Transcribe, word for word and without additions, each line below from the one containing "target | beige wall" through the one containing "target | empty room", both ends included.

Stored data entries
....

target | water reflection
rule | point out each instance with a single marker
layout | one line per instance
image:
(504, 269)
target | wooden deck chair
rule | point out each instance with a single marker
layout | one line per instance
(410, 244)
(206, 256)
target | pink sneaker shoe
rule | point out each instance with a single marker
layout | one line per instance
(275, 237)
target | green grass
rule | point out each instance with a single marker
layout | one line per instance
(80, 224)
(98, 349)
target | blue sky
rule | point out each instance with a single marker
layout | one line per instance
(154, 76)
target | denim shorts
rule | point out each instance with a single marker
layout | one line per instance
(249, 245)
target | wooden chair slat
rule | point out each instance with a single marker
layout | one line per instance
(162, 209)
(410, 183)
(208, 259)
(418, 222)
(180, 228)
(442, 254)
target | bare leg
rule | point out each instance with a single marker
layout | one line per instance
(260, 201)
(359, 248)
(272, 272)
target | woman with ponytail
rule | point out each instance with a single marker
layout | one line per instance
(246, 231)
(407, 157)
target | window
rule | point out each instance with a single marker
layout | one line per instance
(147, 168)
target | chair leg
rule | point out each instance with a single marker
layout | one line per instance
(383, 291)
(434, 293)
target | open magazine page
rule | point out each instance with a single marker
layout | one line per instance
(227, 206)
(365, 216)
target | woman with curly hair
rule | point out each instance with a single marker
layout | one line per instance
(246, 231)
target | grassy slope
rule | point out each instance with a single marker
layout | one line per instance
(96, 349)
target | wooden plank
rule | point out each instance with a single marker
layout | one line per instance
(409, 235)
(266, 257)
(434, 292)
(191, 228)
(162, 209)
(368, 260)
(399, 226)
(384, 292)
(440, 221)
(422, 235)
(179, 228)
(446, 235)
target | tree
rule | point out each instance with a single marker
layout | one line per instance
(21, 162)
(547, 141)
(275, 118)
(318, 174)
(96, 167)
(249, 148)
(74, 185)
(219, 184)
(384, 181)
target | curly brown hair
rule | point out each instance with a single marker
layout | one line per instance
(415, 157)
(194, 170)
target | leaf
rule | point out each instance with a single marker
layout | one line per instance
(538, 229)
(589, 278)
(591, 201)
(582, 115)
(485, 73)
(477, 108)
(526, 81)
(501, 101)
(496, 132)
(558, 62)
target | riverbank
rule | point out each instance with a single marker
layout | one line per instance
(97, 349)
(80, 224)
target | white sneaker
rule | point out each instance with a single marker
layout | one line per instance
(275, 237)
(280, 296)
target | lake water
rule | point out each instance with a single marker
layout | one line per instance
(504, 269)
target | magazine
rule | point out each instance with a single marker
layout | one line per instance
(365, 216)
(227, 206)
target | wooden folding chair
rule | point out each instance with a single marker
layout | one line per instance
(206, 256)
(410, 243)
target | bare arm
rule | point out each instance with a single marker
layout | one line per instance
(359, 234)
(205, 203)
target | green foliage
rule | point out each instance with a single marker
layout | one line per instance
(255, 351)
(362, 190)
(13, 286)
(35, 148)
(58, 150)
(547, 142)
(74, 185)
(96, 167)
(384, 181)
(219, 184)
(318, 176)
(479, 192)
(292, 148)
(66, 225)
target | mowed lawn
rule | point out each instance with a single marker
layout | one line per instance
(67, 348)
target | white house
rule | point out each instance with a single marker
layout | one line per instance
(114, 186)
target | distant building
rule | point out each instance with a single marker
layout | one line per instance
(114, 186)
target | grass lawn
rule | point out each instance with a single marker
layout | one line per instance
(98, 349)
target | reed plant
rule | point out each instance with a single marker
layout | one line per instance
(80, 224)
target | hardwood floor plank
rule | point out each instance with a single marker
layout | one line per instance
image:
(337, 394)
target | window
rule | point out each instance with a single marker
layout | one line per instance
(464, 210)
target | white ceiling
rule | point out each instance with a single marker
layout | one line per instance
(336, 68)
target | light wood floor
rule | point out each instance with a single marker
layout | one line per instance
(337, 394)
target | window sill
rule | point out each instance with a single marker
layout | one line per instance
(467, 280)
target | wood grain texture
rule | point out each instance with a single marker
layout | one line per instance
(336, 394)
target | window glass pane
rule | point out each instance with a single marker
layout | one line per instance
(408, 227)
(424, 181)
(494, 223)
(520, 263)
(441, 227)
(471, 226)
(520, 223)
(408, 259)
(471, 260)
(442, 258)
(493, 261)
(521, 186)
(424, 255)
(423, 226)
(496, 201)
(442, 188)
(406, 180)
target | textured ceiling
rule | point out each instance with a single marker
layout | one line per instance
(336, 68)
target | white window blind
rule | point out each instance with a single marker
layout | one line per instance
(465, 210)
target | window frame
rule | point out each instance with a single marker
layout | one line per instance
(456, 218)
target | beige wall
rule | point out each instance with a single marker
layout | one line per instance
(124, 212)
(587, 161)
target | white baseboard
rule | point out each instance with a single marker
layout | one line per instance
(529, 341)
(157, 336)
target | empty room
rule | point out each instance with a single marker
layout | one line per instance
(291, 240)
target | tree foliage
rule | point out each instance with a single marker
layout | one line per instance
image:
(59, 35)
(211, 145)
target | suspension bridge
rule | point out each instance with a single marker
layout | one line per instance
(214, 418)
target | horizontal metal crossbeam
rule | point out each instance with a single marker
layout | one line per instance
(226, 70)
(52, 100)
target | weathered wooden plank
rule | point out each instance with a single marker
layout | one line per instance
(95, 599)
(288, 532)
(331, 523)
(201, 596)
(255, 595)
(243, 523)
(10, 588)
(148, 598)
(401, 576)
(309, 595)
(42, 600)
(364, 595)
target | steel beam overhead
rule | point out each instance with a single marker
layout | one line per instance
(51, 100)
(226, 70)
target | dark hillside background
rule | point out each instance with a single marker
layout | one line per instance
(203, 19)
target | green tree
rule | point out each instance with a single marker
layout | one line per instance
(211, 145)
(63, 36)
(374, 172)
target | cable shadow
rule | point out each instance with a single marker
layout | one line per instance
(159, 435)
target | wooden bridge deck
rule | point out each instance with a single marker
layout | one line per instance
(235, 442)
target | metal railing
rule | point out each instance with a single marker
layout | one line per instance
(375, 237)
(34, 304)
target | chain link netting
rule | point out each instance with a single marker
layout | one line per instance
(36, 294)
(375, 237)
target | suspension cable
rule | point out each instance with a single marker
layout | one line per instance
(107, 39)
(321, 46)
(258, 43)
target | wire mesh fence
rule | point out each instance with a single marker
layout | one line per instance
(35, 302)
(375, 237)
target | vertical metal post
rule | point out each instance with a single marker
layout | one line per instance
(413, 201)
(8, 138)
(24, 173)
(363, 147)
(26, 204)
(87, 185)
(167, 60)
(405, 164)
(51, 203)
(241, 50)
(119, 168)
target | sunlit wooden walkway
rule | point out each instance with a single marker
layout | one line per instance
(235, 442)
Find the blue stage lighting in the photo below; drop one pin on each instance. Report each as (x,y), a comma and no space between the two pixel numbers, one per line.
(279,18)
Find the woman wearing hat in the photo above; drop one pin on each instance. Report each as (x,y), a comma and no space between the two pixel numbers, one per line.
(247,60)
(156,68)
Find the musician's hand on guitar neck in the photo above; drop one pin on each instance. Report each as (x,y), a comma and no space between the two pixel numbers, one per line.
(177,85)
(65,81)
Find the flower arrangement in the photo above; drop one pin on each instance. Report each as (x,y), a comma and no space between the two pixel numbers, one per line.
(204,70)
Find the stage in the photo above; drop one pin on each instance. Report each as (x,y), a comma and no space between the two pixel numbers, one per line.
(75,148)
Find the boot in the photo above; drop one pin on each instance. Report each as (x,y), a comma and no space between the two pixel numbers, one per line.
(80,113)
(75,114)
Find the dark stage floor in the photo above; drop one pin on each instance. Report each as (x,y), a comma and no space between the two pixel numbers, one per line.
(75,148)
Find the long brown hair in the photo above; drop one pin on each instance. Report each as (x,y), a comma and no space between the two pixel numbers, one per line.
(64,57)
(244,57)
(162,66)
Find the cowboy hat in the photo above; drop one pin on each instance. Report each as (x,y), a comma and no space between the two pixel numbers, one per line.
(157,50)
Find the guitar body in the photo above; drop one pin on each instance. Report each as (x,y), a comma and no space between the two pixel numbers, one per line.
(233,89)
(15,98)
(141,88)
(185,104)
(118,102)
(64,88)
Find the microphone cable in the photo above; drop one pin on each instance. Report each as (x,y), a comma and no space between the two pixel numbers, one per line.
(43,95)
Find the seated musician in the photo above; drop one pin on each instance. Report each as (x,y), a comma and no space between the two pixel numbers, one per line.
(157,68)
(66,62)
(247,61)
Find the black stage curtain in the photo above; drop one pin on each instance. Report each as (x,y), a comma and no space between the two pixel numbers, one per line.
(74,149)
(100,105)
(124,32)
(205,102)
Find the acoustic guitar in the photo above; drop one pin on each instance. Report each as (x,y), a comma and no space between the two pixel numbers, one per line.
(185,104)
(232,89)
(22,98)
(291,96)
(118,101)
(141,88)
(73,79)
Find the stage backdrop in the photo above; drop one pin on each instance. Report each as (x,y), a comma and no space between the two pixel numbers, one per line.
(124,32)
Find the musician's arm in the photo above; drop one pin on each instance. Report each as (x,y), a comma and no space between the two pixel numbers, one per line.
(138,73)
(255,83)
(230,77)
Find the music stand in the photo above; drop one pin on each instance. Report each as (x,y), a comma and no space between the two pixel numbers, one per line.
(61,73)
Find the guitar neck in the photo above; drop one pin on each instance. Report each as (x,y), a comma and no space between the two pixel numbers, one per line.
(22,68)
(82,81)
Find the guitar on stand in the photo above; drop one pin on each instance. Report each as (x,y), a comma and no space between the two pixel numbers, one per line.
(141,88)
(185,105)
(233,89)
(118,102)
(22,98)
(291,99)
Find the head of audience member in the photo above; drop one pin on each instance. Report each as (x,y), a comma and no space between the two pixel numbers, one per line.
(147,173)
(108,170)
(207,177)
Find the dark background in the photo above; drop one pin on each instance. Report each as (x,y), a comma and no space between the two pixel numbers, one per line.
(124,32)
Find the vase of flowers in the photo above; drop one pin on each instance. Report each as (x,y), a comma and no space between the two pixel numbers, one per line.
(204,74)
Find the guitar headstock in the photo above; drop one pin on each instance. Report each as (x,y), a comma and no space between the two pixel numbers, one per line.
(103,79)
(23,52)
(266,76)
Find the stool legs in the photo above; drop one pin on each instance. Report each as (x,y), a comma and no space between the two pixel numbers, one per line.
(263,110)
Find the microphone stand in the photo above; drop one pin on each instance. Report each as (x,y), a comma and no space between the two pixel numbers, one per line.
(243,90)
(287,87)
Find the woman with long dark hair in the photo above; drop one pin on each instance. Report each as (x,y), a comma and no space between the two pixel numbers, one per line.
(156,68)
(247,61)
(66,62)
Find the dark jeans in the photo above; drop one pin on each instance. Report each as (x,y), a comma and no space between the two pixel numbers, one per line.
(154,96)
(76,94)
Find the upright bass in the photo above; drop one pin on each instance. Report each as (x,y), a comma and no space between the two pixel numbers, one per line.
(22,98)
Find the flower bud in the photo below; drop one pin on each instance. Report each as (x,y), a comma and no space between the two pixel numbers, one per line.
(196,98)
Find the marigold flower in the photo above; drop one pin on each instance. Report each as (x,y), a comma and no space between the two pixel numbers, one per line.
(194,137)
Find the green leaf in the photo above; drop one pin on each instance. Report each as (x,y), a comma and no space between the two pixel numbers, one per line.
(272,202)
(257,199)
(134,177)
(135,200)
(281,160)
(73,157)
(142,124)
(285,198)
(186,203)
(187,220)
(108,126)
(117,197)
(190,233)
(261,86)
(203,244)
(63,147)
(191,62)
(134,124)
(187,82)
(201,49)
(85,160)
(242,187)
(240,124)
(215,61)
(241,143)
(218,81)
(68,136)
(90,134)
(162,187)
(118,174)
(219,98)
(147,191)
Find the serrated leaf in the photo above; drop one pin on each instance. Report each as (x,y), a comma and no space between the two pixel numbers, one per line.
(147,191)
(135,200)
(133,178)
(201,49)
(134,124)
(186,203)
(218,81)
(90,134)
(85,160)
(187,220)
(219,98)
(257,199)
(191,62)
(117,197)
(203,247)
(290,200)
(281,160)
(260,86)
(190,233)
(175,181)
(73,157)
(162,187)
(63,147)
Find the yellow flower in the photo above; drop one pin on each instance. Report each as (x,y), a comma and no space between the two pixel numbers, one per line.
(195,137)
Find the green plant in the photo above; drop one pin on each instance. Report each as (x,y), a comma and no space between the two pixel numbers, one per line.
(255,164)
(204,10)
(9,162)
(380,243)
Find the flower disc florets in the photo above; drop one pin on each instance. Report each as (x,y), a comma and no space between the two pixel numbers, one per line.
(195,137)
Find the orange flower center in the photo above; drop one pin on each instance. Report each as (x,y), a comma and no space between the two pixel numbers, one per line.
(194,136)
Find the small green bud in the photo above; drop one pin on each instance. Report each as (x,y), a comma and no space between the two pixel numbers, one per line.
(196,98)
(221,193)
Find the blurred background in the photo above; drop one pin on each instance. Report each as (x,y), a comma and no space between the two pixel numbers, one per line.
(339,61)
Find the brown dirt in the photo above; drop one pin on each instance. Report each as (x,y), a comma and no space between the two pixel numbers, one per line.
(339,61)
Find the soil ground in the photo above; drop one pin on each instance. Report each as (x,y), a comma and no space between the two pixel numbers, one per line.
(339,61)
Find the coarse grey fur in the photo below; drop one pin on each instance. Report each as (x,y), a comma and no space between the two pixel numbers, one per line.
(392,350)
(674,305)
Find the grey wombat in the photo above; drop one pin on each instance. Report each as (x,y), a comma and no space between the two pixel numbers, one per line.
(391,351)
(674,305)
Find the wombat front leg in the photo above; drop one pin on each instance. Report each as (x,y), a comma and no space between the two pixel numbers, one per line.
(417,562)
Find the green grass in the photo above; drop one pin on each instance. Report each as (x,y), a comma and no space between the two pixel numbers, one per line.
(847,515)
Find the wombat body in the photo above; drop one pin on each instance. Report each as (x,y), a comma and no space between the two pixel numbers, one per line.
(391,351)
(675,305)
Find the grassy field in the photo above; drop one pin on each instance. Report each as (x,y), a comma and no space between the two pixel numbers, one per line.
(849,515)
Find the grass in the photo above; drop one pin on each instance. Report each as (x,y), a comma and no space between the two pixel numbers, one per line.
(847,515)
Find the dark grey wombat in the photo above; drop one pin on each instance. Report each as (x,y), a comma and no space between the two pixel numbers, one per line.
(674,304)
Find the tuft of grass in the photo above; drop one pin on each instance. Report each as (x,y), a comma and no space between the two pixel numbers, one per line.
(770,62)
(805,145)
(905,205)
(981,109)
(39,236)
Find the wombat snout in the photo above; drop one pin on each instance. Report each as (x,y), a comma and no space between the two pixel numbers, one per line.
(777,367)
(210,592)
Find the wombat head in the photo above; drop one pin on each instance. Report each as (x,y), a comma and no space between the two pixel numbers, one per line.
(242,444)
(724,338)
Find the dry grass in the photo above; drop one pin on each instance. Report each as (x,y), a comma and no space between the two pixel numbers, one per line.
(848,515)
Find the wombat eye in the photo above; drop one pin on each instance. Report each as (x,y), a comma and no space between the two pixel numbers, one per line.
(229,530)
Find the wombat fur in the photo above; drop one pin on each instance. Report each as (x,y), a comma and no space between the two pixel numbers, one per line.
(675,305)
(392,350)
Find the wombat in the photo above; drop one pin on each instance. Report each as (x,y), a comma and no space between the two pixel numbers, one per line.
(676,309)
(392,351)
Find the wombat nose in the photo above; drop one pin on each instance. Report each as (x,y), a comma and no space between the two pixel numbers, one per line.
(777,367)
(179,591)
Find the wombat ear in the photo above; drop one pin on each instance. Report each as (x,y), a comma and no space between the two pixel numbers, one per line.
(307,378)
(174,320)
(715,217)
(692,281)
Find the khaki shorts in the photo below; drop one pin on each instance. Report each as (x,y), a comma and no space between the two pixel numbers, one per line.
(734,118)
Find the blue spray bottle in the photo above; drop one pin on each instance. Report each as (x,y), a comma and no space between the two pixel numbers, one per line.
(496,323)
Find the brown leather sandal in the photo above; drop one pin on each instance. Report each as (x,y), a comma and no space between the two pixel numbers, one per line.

....

## Expected answer
target | beige wall
rule | point out each instance with a single marker
layout | one line per instance
(124, 212)
(587, 161)
target | white baseboard
rule | point out each instance with a single marker
layout | one line per instance
(529, 341)
(157, 336)
target | empty room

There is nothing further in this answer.